• [Kutipan]
━━━━━━━━
Puisi Perlawanan: Suara Kritis terhadap Imperialisme Freeport di Papua

by
01/02/2025
Foto ini diedit oleh akun Facebook Krl Marx

titastory, Jayapura – Sebuah puisi bertajuk Melawan Imperialisme Freeport yang diunggah oleh akun Facebook Krl Marx memantik diskusi luas di media sosial. Puisi tersebut menggambarkan realitas eksploitasi sumber daya alam Papua oleh perusahaan tambang raksasa Freeport McMoRan, yang telah menancapkan bisnisnya di tanah Papua sejak 1936.

Dalam bait-baitnya, puisi ini menyoroti ketimpangan ekonomi yang terjadi di Papua. Meskipun wilayah ini kaya akan emas dan mineral, kesejahteraan masyarakat lokal justru jauh dari harapan.

Gunung-gunung menangis lirih, hutan rimba tak lagi teduh, sungai-sungai keruh berkeluh, sebab emas dijarah rakus dan gigih,” tulis pengunggah puisi, menggambarkan dampak tambang terhadap lingkungan.Tidak hanya soal lingkungan, puisi ini juga menyinggung dominasi ekonomi asing yang memperparah ketimpangan sosial di Papua.

“Freeport menancap kukunya, imperialisme berwajah besi, anak negeri menjadi tamu di tanahnya, kemakmuran jauh dari genggaman jari,” lanjut penggalan puisi itu. Kritik ini mengarah pada kenyataan bahwa sebagian besar keuntungan tambang tidak dinikmati oleh masyarakat Papua sendiri, melainkan mengalir ke perusahaan asing dan elite ekonomi di luar daerah.

Tambang PT Freeport Indonesia di Timika, Kabupaten Mimika, Papua – (Foto: Jubi:IST)

Melawan Imperialisme Freeport

Di tanah Papua, kaya raya,

Emas mengalir dari perut bumi,

Namun tangan asing datang meraba,

Sejak 1936 hingga kini.
━━━━━━━━
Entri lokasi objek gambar
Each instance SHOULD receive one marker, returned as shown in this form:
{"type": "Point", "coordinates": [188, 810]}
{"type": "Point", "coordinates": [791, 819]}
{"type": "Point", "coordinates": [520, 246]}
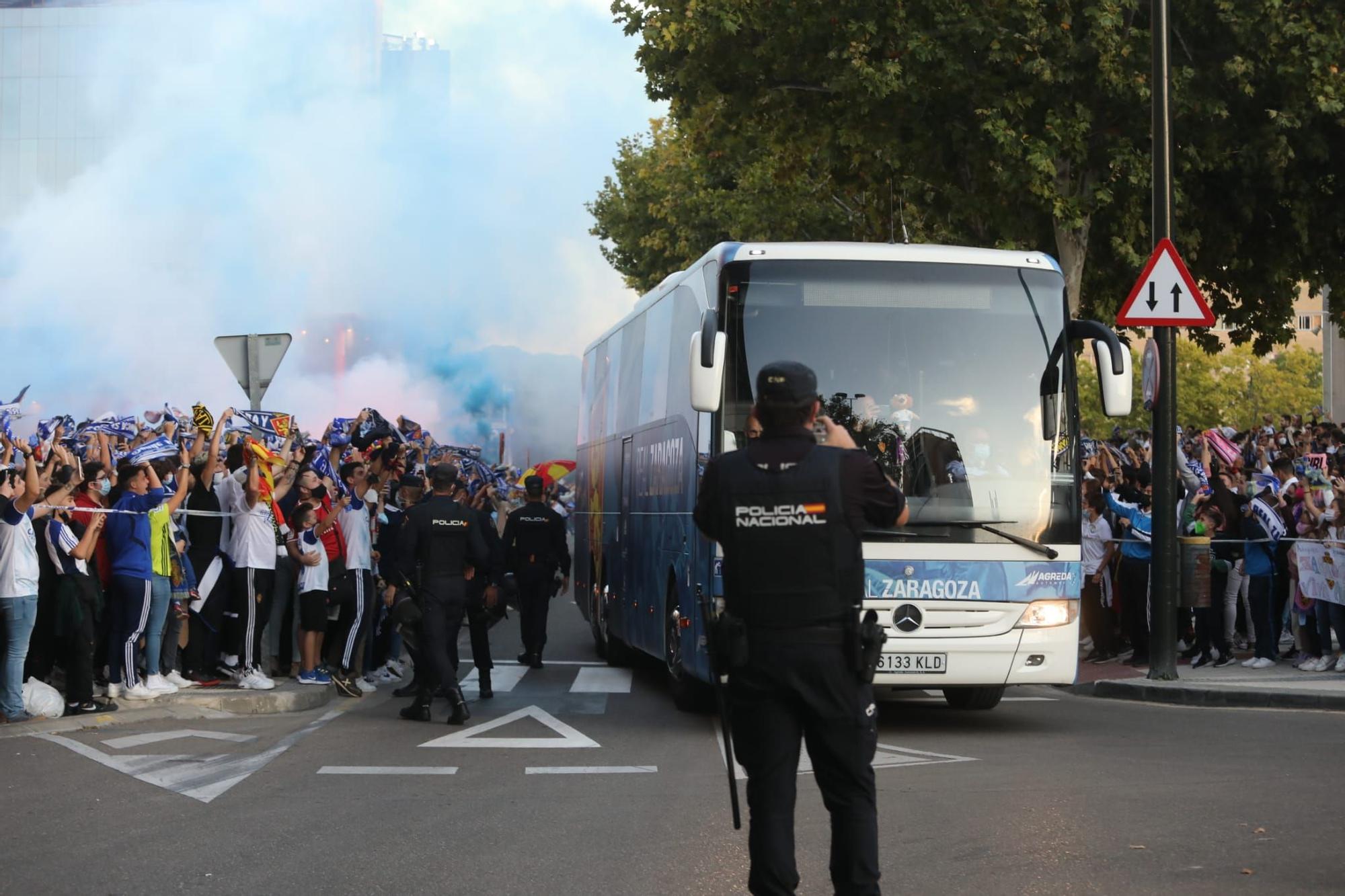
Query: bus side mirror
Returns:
{"type": "Point", "coordinates": [708, 350]}
{"type": "Point", "coordinates": [1114, 388]}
━━━━━━━━
• [Tugas Tertulis 1]
Jawab pertanyaan berikut berdasarkan artikel tentang puisi Freeport:
(a) Akun Facebook mana yang mengunggah puisi Melawan Imperialisme Freeport?
(b) Sejak tahun berapa Freeport McMoRan menancapkan bisnisnya di tanah Papua?
(c) Menurut keterangan foto, di mana letak tambang PT Freeport Indonesia?
• [Tugas Tertulis 2] Tuliskan lanjutan artikel tentang puisi Freeport mulai dari bagian terakhir yang ditampilkan.

• [Hasil Tugas 1]
(a) Akun Facebook Krl Marx.
(b) Sejak 1936.
(c) Di Timika, Kabupaten Mimika, Papua.

• [Hasil Tugas 2]
Gunung-gunung menangis lirih,

Hutan rimba tak lagi teduh,

Sungai-sungai keruh berkeluh,

Sebab emas dijarah rakus dan gigih.

Freeport menancap kukunya,

Imperialisme berwajah besi,

Anak negeri menjadi tamu di tanahnya,

Kemakmuran jauh dari genggaman jari.

Oh Papua, tanah surgawi,

Sampai kapan kau terus dicabik?

Bangunlah, suara perlawanan nyaring,

Agar tanahmu kembali berdaulat dan asri.

Eko-vinsent 

#Jiwaumumnetral

Potret Kerusakan hutan di Papua. Foto: Ist

Unggahan ini kemudian mendapat banyak respons dari warganet yang mendukung isi puisi tersebut. Beberapa pengguna media sosial menganggap puisi ini sebagai bentuk ekspresi kegelisahan terhadap eksploitasi ekonomi dan lingkungan di Papua. Ada pula yang melihatnya sebagai panggilan untuk meningkatkan kesadaran publik tentang isu keadilan sosial di tanah Papua.

Selain menggugah kesadaran, puisi ini menjadi refleksi atas berbagai perlawanan yang pernah dilakukan masyarakat Papua terhadap praktik imperialisme ekonomi di wilayah mereka. Dalam beberapa tahun terakhir, seruan nasionalisasi Freeport semakin kuat, terutama setelah pemerintah Indonesia berhasil mengambil alih mayoritas saham perusahaan tersebut pada 2018. Namun, menurut berbagai pengamat, penguasaan saham mayoritas oleh Indonesia belum cukup untuk memastikan kesejahteraan masyarakat Papua yang masih menghadapi kemiskinan, keterbatasan akses pendidikan, serta minimnya infrastruktur dasar.

Dalam penutup puisinya, Krl Marx menulis, “Oh Papua, tanah surgawi, sampai kapan kau terus dicabik? Bangunlah, suara perlawanan nyaring, agar tanahmu kembali berdaulat dan asri.” Ungkapan ini dianggap sebagai seruan moral agar rakyat Papua terus memperjuangkan hak mereka atas tanah kelahiran dan kekayaan alamnya.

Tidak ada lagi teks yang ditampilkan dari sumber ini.